• **Problem**
Set down all of the records exactly, leaving none out.

::::

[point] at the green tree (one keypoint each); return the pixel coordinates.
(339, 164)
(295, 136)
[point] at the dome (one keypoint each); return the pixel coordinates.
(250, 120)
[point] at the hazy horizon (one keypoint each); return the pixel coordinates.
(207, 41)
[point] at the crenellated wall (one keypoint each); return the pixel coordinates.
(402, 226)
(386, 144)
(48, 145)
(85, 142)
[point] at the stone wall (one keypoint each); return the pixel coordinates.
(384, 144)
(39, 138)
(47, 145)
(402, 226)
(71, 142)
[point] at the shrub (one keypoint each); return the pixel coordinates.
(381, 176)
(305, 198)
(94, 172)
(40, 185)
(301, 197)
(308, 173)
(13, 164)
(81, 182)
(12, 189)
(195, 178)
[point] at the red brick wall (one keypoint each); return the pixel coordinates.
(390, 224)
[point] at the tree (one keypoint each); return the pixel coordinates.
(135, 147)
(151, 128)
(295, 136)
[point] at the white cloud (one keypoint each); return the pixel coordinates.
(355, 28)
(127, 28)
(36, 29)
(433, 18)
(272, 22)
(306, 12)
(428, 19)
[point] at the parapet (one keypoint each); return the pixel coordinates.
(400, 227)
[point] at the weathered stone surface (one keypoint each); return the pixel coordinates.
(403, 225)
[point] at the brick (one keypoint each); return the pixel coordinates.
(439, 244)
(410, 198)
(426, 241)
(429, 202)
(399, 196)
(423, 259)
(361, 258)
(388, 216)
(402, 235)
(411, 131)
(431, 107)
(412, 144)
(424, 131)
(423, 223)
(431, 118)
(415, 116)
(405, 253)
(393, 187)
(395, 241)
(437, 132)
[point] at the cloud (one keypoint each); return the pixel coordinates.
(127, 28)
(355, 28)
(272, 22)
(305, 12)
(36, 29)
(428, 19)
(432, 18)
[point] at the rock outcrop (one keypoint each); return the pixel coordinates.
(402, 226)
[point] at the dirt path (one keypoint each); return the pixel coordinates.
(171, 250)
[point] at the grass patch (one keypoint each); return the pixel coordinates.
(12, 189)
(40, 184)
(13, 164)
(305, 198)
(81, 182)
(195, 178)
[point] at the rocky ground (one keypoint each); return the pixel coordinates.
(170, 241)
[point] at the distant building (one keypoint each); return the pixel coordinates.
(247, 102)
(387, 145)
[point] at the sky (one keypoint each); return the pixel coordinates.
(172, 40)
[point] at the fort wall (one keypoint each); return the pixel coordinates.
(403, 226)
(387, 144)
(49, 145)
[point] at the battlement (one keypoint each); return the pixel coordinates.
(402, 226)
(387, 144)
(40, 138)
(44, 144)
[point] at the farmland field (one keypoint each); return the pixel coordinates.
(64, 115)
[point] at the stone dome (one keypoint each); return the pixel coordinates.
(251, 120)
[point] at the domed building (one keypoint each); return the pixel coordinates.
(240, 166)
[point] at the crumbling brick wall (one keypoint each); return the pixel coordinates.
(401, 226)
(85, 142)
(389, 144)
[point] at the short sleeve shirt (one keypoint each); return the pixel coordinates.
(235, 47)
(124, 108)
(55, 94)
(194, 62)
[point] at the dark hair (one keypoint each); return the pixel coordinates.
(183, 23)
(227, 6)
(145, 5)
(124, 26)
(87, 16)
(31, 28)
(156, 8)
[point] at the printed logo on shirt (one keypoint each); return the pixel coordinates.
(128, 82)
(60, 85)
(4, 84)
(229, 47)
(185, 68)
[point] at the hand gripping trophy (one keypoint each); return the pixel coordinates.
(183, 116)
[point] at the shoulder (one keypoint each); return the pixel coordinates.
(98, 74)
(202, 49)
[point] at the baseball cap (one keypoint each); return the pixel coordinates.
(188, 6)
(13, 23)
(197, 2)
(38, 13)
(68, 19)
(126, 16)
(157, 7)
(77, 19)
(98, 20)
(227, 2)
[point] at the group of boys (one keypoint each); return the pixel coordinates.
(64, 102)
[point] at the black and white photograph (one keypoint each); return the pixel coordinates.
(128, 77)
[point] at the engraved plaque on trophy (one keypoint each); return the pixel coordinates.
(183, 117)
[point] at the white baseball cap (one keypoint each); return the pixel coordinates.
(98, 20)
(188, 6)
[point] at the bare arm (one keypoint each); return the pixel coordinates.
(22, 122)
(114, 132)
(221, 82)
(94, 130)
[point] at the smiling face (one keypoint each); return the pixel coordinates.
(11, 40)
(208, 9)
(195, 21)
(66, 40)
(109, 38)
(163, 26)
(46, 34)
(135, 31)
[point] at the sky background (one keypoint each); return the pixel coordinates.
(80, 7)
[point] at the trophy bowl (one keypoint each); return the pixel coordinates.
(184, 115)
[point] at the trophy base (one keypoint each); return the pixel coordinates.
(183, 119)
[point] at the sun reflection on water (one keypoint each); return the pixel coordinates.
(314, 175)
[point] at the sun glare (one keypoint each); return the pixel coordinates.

::::

• **Exercise answer**
[point] at the green tree (one keypoint each); return the pixel coordinates.
(339, 164)
(295, 136)
[point] at the dome (one keypoint each); return the pixel coordinates.
(250, 120)
[point] at the hazy horizon (one keypoint each); return the pixel coordinates.
(207, 41)
[point] at the crenellated wall (one keypoint each); return the pixel coordinates.
(402, 226)
(386, 144)
(48, 145)
(85, 142)
[point] at the stone wall (one keypoint each); return the pixel coordinates.
(384, 144)
(39, 138)
(47, 145)
(402, 226)
(71, 142)
[point] at the shrub (one keypoint each); return the pixel coordinates.
(381, 176)
(305, 198)
(94, 172)
(40, 185)
(301, 197)
(308, 173)
(13, 164)
(81, 182)
(12, 189)
(195, 178)
[point] at the red brick wall (one keypoint each); return the pixel coordinates.
(390, 224)
[point] at the tree (one keypoint each); return the pixel coordinates.
(135, 147)
(151, 128)
(295, 136)
[point] at the white cloud (one keypoint each); return the pixel coordinates.
(355, 28)
(127, 28)
(36, 29)
(433, 18)
(272, 22)
(306, 12)
(428, 19)
[point] at the parapet (one keypoint each); return the pixel coordinates.
(400, 227)
[point] at the weathered stone surface (one keypoint each); return the pixel coordinates.
(403, 225)
[point] at the brick (one keypoint each); return the pixel coordinates.
(439, 244)
(410, 198)
(426, 241)
(429, 202)
(399, 196)
(423, 259)
(361, 258)
(388, 216)
(402, 235)
(411, 131)
(431, 107)
(412, 144)
(424, 131)
(423, 223)
(431, 118)
(415, 116)
(405, 253)
(393, 187)
(395, 241)
(437, 132)
[point] at the cloud (one keypoint each); return the pixel coordinates.
(127, 28)
(355, 28)
(272, 22)
(305, 12)
(36, 29)
(428, 19)
(432, 18)
[point] at the rock outcrop (one keypoint each); return the pixel coordinates.
(402, 226)
[point] at the dirt path (one keypoint each); return the pixel coordinates.
(171, 250)
[point] at the grass patch (one keypoint each); return the pixel coordinates.
(12, 189)
(40, 184)
(13, 164)
(305, 198)
(81, 182)
(195, 178)
[point] at the rocky ground (one keypoint each); return the pixel coordinates.
(170, 241)
[point] at the distant building (one keypoint each); return the pixel coordinates.
(247, 102)
(387, 145)
[point] at the sky (one keypoint each); return the pixel coordinates.
(172, 40)
[point] at the fort wall (one keypoint each); return the pixel coordinates.
(403, 226)
(387, 144)
(49, 145)
[point] at the battlement (one keypoint each); return the pixel coordinates.
(402, 226)
(387, 144)
(40, 138)
(44, 144)
[point] at the farmland field (one keypoint each); return the pixel coordinates.
(64, 115)
[point] at the stone dome (one keypoint each); return the pixel coordinates.
(251, 120)
[point] at the domed building (one keypoint each); return the pixel coordinates.
(240, 166)
[point] at the crumbling brick wall (one keypoint each); return the pixel coordinates.
(401, 226)
(85, 142)
(389, 144)
[point] at the short sleeve shirt (one keypoint each); return the pixel coordinates.
(235, 47)
(124, 108)
(55, 94)
(194, 62)
[point] at the dark hair (one keypoint each); return the pixel coordinates.
(183, 23)
(227, 6)
(145, 5)
(124, 26)
(87, 16)
(31, 28)
(156, 8)
[point] at the printed logo on shirt (one keypoint each); return the pixel coordinates.
(128, 82)
(60, 85)
(4, 84)
(229, 47)
(185, 68)
[point] at the hand gripping trophy (one keypoint each); return the pixel coordinates.
(183, 116)
[point] at the shoulder (one keypoint each); return the pixel coordinates.
(98, 74)
(202, 49)
[point] at the baseball cap (one keypoint each); return the pixel coordinates.
(188, 6)
(13, 23)
(197, 2)
(38, 13)
(68, 19)
(126, 16)
(157, 7)
(77, 19)
(98, 20)
(227, 2)
[point] at the group of boys (one keypoint each); return the pixel coordinates.
(64, 102)
[point] at the black and white photograph (one keypoint each); return the pixel coordinates.
(128, 77)
[point] at the engraved plaque on trophy (one keypoint each); return the pixel coordinates.
(183, 117)
[point] at the white baseball cap (one keypoint each); return the pixel coordinates.
(98, 20)
(188, 6)
[point] at the bare arm (one keypoint each); return the pixel coordinates.
(22, 122)
(114, 132)
(221, 82)
(94, 130)
[point] at the smiling face (one keypoint each); return the pixel coordinates.
(11, 40)
(208, 9)
(195, 21)
(66, 40)
(109, 38)
(163, 26)
(46, 34)
(135, 31)
[point] at the sky background (one keypoint each); return the pixel coordinates.
(80, 7)
[point] at the trophy bowl (one keypoint each); return the pixel coordinates.
(184, 115)
[point] at the trophy base (one keypoint each); return the pixel coordinates.
(183, 119)
[point] at the sun reflection on water (one keypoint each); return the pixel coordinates.
(314, 175)
[point] at the sun glare (one keypoint each); return the pixel coordinates.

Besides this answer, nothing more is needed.